Return exactly the line that contains "Whereabouts in this frame is the weathered" and all lines beneath it in the entries, through the very last one.

*** Begin section ***

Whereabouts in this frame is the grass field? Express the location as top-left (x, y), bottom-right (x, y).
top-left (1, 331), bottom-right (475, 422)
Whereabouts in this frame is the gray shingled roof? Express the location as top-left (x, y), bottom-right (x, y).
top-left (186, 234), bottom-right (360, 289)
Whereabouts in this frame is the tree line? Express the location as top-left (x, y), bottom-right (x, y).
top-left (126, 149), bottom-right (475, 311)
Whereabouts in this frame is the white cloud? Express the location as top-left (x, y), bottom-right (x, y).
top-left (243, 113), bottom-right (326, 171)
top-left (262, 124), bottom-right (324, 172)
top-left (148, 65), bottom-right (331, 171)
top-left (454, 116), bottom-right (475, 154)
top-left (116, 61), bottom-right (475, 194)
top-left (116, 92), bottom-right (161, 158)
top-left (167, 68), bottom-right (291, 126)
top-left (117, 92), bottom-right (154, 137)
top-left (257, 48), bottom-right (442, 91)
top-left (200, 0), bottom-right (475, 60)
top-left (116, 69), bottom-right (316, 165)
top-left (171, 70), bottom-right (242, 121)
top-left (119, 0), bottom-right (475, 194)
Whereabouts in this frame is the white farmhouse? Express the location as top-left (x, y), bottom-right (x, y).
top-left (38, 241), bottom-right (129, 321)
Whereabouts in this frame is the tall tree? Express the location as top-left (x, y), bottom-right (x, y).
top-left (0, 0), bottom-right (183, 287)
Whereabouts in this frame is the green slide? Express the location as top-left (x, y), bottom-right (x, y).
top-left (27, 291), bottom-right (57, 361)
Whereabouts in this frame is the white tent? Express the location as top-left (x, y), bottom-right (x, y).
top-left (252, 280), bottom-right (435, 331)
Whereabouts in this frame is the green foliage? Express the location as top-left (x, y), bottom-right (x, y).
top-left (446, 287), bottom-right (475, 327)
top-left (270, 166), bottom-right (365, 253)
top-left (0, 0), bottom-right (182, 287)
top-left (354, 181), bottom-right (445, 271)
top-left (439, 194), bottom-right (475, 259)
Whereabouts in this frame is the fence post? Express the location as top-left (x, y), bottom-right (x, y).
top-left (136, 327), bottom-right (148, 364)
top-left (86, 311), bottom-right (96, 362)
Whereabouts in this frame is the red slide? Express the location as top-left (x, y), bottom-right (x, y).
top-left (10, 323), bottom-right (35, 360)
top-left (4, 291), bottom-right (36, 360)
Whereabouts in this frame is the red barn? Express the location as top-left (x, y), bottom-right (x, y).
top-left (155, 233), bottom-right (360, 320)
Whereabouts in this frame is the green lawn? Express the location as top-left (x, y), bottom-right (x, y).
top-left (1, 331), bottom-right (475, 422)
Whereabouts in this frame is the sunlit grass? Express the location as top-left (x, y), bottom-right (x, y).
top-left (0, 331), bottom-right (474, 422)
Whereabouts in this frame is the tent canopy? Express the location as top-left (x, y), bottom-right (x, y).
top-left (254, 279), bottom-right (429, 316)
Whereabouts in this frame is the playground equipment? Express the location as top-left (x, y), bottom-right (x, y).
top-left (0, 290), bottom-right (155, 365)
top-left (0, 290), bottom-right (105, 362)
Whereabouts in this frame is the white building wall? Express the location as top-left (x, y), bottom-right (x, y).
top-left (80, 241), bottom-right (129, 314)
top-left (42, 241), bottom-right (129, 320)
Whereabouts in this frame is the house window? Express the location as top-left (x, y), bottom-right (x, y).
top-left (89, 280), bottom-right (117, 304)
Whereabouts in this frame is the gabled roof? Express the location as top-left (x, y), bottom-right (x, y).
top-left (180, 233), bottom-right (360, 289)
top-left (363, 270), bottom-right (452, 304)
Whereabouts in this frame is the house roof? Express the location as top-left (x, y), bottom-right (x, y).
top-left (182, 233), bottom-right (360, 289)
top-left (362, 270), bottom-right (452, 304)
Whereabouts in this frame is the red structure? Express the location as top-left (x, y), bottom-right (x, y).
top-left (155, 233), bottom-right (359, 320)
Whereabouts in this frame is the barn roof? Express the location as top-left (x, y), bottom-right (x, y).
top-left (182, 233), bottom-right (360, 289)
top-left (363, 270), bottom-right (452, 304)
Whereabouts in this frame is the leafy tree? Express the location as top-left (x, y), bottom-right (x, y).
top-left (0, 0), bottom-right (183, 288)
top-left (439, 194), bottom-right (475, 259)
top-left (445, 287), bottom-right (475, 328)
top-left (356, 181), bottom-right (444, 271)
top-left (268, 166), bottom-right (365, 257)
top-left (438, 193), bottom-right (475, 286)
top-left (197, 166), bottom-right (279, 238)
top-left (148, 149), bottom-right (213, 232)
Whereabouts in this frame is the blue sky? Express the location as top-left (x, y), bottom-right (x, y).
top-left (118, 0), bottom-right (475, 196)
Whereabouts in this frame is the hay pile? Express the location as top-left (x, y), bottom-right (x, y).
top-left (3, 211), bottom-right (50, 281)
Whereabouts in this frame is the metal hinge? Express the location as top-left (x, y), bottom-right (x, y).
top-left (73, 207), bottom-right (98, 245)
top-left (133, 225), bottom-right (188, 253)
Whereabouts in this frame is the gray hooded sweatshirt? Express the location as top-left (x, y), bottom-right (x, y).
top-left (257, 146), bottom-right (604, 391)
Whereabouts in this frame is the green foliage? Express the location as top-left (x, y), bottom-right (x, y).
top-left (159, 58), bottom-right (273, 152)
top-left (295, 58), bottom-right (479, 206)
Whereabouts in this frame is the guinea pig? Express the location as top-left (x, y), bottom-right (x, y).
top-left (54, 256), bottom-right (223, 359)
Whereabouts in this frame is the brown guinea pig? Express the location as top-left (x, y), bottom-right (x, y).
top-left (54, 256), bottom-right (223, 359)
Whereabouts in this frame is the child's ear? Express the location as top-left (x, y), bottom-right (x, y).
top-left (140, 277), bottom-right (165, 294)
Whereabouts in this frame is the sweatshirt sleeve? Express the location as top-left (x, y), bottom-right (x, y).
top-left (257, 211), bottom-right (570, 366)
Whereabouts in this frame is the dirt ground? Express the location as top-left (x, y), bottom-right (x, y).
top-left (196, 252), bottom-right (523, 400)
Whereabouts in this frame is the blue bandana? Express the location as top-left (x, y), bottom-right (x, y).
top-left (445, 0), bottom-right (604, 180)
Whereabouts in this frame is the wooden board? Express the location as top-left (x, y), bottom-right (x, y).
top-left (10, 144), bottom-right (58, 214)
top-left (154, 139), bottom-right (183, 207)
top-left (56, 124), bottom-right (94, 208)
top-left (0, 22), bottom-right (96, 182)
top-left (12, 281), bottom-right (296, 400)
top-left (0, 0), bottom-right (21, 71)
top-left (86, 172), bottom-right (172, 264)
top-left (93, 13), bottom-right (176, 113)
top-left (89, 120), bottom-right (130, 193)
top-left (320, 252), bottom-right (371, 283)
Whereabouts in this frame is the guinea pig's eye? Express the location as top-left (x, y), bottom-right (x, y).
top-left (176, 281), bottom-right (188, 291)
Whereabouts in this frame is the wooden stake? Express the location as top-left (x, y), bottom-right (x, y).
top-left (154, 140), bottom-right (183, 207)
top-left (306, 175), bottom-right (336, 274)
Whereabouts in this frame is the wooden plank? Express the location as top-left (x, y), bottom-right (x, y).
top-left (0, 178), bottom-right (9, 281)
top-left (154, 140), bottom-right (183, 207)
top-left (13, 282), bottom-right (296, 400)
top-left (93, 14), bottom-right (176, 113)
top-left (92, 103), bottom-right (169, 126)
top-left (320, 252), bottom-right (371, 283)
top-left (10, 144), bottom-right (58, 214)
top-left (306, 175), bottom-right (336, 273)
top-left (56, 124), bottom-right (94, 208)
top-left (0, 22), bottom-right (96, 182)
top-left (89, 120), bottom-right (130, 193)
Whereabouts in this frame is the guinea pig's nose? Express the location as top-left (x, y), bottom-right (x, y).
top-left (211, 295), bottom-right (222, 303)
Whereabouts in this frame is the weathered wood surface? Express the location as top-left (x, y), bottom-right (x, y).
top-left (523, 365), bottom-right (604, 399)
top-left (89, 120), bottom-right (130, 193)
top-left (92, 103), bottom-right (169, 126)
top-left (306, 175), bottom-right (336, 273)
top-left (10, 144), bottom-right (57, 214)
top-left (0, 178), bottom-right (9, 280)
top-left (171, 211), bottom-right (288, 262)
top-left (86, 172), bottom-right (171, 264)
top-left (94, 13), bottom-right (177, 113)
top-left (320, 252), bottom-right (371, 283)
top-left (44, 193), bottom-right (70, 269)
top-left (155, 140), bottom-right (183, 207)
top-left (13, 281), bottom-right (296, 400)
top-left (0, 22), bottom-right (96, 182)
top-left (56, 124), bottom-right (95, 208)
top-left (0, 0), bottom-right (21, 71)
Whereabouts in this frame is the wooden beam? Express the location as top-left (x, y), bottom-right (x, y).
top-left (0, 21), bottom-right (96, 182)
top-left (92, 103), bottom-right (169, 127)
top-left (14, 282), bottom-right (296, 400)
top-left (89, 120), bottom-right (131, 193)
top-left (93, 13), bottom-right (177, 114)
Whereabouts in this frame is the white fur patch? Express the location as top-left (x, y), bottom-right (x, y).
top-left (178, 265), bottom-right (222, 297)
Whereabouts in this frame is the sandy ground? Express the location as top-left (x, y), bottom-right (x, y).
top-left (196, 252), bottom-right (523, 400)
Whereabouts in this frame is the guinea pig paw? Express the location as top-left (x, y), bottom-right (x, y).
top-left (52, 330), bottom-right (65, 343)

*** End section ***

#### Task answer
Whereabouts in this frame is the weathered wood surface? Express the location as top-left (x, y), bottom-right (x, y).
top-left (523, 365), bottom-right (604, 399)
top-left (89, 120), bottom-right (130, 193)
top-left (92, 103), bottom-right (169, 126)
top-left (306, 175), bottom-right (336, 273)
top-left (10, 144), bottom-right (57, 214)
top-left (0, 178), bottom-right (9, 280)
top-left (171, 211), bottom-right (288, 262)
top-left (86, 172), bottom-right (171, 264)
top-left (94, 13), bottom-right (177, 113)
top-left (320, 252), bottom-right (371, 283)
top-left (44, 193), bottom-right (70, 269)
top-left (155, 140), bottom-right (183, 207)
top-left (13, 281), bottom-right (296, 400)
top-left (0, 22), bottom-right (96, 182)
top-left (56, 124), bottom-right (95, 208)
top-left (0, 0), bottom-right (21, 71)
Whereabouts in this frame is the wooden beam? Express the location as top-left (x, y), bottom-right (x, y).
top-left (0, 21), bottom-right (96, 182)
top-left (92, 103), bottom-right (169, 127)
top-left (14, 282), bottom-right (296, 400)
top-left (89, 120), bottom-right (131, 193)
top-left (93, 13), bottom-right (177, 114)
Whereabouts in this frame is the white fur patch? Express the location as top-left (x, y), bottom-right (x, y).
top-left (178, 265), bottom-right (222, 297)
Whereabouts in this frame is the sandy ground? Express the location as top-left (x, y), bottom-right (x, y).
top-left (196, 252), bottom-right (523, 400)
Whereabouts in this frame is the guinea pig paw? Express the location as top-left (x, y), bottom-right (x, y).
top-left (52, 330), bottom-right (65, 343)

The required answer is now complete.